Task to carry out »
Below are the records; repeat them in full, exactly.

════════════════

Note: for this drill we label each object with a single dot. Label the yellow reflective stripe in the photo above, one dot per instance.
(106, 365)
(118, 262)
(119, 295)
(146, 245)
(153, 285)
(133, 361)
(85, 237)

════════════════

Result for this exercise »
Note: for this drill we label each object with a single dot. Label the yellow reflective stripe in the photo above, one dot per instance.
(106, 365)
(118, 262)
(119, 295)
(146, 245)
(153, 285)
(133, 361)
(85, 237)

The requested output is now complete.